# [Directions]
Do any lines in the data below contain "trunk"? If so, copy every one of them.

Natural language region descriptions
____

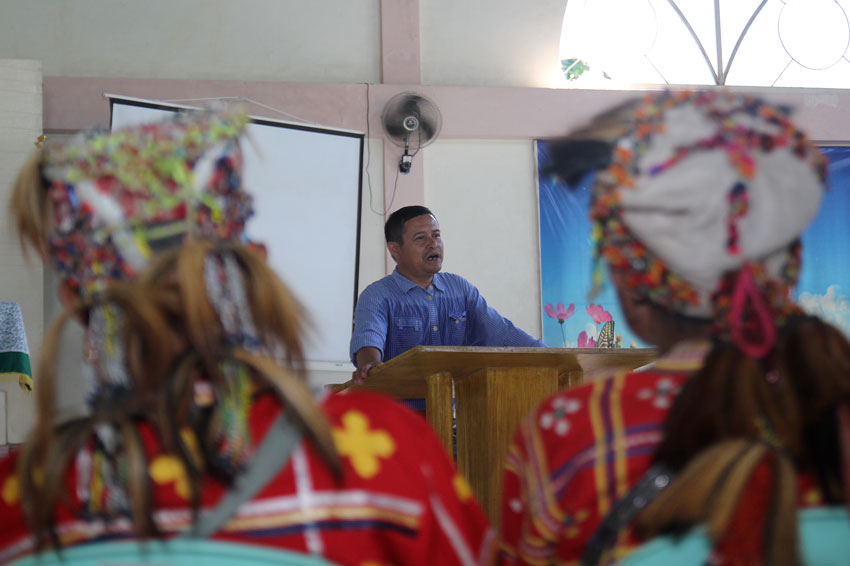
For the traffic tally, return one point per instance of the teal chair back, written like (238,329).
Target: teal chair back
(824,541)
(176,552)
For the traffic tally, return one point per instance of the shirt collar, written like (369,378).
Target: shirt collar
(406,284)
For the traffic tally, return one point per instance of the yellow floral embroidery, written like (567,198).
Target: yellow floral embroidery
(11,490)
(362,446)
(462,488)
(166,468)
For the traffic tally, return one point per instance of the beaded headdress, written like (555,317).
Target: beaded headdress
(115,200)
(701,205)
(117,197)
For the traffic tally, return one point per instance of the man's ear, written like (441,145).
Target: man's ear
(67,295)
(394,249)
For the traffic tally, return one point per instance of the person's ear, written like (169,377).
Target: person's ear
(394,249)
(67,294)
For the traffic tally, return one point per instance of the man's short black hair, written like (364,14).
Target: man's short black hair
(394,228)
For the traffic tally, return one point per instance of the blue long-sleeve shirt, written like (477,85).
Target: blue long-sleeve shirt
(394,314)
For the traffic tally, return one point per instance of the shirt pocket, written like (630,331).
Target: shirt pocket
(457,328)
(408,332)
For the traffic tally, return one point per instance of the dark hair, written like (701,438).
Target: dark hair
(394,228)
(738,412)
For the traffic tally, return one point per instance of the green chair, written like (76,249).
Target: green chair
(824,541)
(175,552)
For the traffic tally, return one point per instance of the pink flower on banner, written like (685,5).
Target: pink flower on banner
(584,341)
(561,314)
(598,314)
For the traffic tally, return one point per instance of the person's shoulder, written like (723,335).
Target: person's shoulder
(375,407)
(453,280)
(379,283)
(376,290)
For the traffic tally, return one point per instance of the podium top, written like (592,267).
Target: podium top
(404,376)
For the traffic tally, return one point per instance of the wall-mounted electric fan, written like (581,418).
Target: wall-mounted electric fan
(411,121)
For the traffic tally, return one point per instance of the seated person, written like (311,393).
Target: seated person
(192,343)
(417,305)
(698,208)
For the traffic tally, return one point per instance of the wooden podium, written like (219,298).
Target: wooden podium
(494,388)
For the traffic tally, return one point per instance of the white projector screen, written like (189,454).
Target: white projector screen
(306,184)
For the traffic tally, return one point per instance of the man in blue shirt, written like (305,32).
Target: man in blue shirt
(417,305)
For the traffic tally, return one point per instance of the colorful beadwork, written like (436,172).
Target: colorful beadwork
(646,273)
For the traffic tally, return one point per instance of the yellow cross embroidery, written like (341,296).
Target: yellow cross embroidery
(11,490)
(362,446)
(462,488)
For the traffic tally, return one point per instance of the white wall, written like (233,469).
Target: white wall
(484,195)
(491,43)
(20,280)
(250,40)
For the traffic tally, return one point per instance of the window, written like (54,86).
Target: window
(783,43)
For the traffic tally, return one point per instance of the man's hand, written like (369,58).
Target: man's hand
(360,374)
(367,358)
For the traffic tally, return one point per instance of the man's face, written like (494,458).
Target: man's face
(420,254)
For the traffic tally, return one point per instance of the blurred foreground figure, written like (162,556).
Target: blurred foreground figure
(199,426)
(698,205)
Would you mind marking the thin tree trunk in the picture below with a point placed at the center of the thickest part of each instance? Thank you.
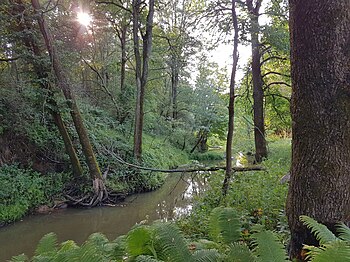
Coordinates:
(43, 73)
(141, 73)
(228, 173)
(258, 92)
(174, 85)
(320, 173)
(62, 82)
(123, 34)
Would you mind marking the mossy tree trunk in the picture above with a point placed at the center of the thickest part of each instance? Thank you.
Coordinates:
(258, 92)
(42, 71)
(62, 82)
(228, 173)
(320, 173)
(141, 68)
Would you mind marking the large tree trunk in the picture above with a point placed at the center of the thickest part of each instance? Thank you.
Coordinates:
(228, 173)
(141, 70)
(62, 82)
(320, 174)
(42, 72)
(258, 92)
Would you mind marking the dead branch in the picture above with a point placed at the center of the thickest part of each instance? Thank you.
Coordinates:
(187, 170)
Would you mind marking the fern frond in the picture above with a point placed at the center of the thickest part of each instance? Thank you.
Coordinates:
(321, 232)
(19, 258)
(268, 247)
(205, 244)
(170, 244)
(224, 225)
(206, 255)
(117, 248)
(239, 252)
(344, 232)
(146, 259)
(47, 244)
(139, 240)
(337, 251)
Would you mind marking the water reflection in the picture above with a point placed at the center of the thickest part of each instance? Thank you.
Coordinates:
(172, 200)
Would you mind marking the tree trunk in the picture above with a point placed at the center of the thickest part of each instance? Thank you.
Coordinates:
(62, 82)
(122, 39)
(228, 173)
(258, 92)
(141, 70)
(174, 84)
(42, 72)
(320, 174)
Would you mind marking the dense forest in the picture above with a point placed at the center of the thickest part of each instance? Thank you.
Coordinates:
(100, 100)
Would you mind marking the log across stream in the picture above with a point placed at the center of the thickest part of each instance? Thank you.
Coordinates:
(170, 201)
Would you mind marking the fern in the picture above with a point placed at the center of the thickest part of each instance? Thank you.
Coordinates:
(117, 248)
(169, 243)
(239, 252)
(20, 258)
(47, 244)
(337, 251)
(321, 232)
(206, 255)
(224, 225)
(139, 241)
(344, 232)
(268, 247)
(146, 259)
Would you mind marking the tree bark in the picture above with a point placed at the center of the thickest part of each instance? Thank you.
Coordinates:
(62, 82)
(141, 70)
(258, 92)
(42, 72)
(320, 173)
(228, 173)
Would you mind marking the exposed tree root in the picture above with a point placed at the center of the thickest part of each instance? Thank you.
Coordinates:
(99, 197)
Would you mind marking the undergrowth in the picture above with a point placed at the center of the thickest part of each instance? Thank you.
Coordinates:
(21, 190)
(258, 196)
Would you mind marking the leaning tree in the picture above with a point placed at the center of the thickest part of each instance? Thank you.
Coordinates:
(320, 173)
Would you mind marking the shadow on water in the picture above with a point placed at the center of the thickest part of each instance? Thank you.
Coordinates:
(172, 200)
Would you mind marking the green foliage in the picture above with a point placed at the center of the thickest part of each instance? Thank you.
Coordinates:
(240, 252)
(139, 241)
(224, 225)
(268, 247)
(322, 233)
(24, 189)
(331, 247)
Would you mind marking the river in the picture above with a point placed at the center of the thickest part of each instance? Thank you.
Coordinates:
(170, 201)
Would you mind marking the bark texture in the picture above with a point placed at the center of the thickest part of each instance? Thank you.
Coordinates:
(231, 112)
(258, 92)
(141, 68)
(320, 173)
(43, 72)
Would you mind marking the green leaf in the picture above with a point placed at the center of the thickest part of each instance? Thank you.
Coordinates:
(19, 258)
(139, 241)
(206, 255)
(337, 251)
(47, 244)
(268, 247)
(239, 252)
(169, 243)
(321, 232)
(344, 232)
(224, 225)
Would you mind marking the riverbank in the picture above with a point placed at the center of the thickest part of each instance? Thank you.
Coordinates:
(172, 200)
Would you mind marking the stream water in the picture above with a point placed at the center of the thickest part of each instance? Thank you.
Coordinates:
(172, 200)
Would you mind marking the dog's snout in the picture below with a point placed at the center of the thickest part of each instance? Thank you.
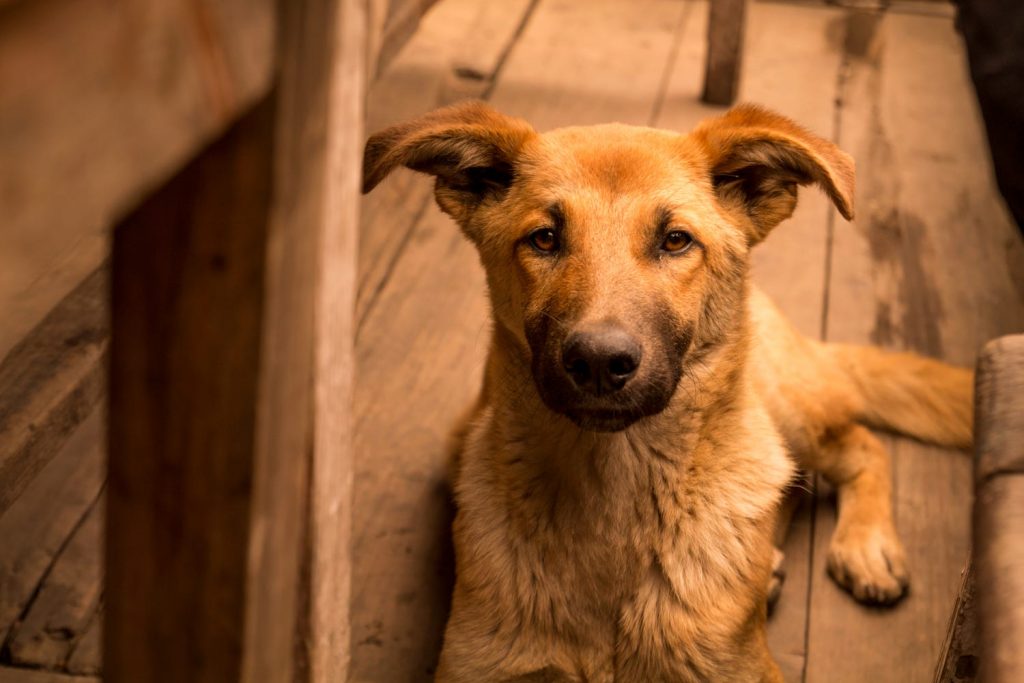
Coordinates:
(601, 358)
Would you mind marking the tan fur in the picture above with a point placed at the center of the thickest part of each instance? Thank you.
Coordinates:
(643, 551)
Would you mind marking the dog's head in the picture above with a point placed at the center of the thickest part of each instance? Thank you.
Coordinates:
(612, 252)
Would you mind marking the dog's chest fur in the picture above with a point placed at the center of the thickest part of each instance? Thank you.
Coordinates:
(606, 556)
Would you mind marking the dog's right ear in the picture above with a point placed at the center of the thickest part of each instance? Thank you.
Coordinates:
(469, 147)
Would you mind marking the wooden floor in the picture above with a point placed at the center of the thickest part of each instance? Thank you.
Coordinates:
(932, 263)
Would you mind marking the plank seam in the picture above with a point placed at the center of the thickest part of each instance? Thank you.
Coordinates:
(15, 627)
(837, 135)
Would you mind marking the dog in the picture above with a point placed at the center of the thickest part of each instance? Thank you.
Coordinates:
(644, 407)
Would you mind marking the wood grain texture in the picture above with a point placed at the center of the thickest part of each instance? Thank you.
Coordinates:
(726, 25)
(958, 656)
(15, 675)
(998, 509)
(66, 602)
(98, 104)
(187, 312)
(420, 350)
(998, 446)
(37, 526)
(86, 656)
(931, 263)
(217, 311)
(49, 382)
(325, 631)
(998, 518)
(419, 79)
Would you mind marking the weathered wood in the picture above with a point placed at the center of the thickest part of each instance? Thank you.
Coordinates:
(86, 656)
(998, 511)
(998, 519)
(421, 349)
(930, 263)
(958, 659)
(420, 79)
(325, 632)
(214, 387)
(49, 382)
(188, 295)
(97, 105)
(998, 447)
(37, 526)
(13, 675)
(67, 600)
(726, 24)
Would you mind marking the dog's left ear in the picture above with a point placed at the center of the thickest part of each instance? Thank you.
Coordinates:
(469, 147)
(758, 158)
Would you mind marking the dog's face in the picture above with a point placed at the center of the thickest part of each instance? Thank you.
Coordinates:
(613, 253)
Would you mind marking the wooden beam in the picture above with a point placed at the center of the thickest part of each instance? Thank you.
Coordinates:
(225, 470)
(725, 50)
(14, 675)
(998, 508)
(98, 105)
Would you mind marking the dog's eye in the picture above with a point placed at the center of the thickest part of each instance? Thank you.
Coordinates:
(676, 242)
(544, 240)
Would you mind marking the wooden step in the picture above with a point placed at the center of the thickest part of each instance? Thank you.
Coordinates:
(49, 383)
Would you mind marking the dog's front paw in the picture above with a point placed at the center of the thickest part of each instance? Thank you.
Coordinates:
(870, 563)
(777, 578)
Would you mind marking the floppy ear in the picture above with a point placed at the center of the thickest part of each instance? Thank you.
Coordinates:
(758, 158)
(470, 147)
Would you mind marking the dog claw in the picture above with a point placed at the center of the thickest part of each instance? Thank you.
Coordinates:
(870, 564)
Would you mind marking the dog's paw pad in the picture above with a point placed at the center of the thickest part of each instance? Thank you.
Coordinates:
(870, 564)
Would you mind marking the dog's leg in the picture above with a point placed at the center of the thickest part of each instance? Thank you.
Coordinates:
(865, 555)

____

# [Output for this exercise]
Would you mind marking the thin tree trunk in the picture below with a point placed at the center of the thickest part of each instance? Thank you.
Would you mind marking the mossy tree trunk in the picture above with a point placed at the center of the thickest part of each instance? Thank you.
Would you mind marking the large tree trunk in the picture above with a point placed at the center of the thickest part of each instance? Thank you.
Would you mind marking the tree trunk in the picture above with a point placed at the center of the thickest part of each instance? Thank you.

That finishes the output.